» **Direction**: Arrange every one of the items below as a numbered list, omitting any blank lines.

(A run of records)

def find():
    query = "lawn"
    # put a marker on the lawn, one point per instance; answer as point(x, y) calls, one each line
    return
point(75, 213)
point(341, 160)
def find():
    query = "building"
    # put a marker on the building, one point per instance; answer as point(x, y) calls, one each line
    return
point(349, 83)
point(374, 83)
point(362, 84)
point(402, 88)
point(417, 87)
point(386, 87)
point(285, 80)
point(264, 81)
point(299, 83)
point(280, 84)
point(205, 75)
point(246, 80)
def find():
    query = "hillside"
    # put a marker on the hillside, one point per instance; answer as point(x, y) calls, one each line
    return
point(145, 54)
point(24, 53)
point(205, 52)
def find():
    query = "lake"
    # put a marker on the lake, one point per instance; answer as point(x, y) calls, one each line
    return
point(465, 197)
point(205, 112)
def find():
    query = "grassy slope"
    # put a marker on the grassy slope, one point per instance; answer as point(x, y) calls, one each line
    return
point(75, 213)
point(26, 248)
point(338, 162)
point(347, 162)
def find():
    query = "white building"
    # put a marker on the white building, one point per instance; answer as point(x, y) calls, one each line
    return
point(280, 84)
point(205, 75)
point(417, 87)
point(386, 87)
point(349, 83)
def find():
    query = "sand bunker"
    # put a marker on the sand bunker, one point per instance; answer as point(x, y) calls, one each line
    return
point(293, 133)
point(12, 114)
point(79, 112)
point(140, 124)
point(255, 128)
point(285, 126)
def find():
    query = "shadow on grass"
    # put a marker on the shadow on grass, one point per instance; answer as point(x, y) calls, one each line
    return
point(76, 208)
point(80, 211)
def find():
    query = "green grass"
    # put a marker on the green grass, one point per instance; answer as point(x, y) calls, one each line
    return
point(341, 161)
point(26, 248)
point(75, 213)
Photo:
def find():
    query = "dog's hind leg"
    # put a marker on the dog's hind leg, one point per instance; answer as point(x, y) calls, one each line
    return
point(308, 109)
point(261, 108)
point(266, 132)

» **Answer for the task**:
1. def find():
2.     query = "lawn"
3.     # put a marker on the lawn, one point per instance; answer as point(x, y) calls, one each line
4.     return
5. point(75, 213)
6. point(341, 160)
7. def find():
8.     query = "building"
9.     # put a marker on the building, one point per instance; answer as point(x, y) calls, one each line
10.     return
11. point(349, 83)
12. point(374, 83)
13. point(362, 84)
14. point(402, 88)
15. point(417, 87)
16. point(386, 87)
17. point(285, 80)
18. point(264, 81)
19. point(299, 83)
20. point(280, 84)
21. point(205, 75)
22. point(246, 80)
23. def find():
24.     query = "hillside"
25.     # put a marker on the hillside, one point per instance; answer as point(x, y) calls, one each line
26.     return
27. point(145, 54)
28. point(24, 53)
29. point(205, 52)
30. def find():
31.     query = "lake"
32.     # put a marker on the lake, one point per instance; answer as point(x, y) calls, one each line
33.     return
34. point(465, 197)
35. point(205, 112)
36. def find():
37.     query = "grassy slope"
38.     # put a marker on the grassy slope, one point per instance; answer as point(x, y) calls, one each line
39.     return
40. point(75, 213)
41. point(26, 248)
42. point(338, 162)
43. point(347, 162)
44. def find():
45.     query = "white building"
46.     # put a marker on the white building, one point per instance; answer as point(x, y) calls, one each line
47.     return
48. point(280, 84)
49. point(205, 75)
50. point(417, 87)
51. point(386, 87)
52. point(349, 83)
53. def find():
54.     query = "sand bunker"
55.     # put a marker on the sand bunker, one point per instance; answer as point(x, y) calls, one each line
56.     return
57. point(293, 133)
58. point(12, 114)
59. point(79, 112)
60. point(140, 124)
61. point(255, 128)
62. point(285, 126)
63. def find():
64.     query = "shadow on grass"
65.     # put a marker on the shadow on grass, one point per instance; answer as point(x, y) calls, one each line
66.     return
67. point(76, 208)
68. point(80, 211)
69. def find():
70.     query = "green grass"
71.     # put a marker on the green grass, one point per instance; answer as point(x, y) calls, one each line
72.     return
73. point(341, 161)
74. point(26, 248)
75. point(75, 213)
76. Photo:
77. def find():
78.     query = "dog's hind leg"
79.     # put a marker on the dog's hind leg, one point per instance; answer as point(x, y) calls, one each line
80.     return
81. point(308, 109)
82. point(261, 108)
83. point(266, 132)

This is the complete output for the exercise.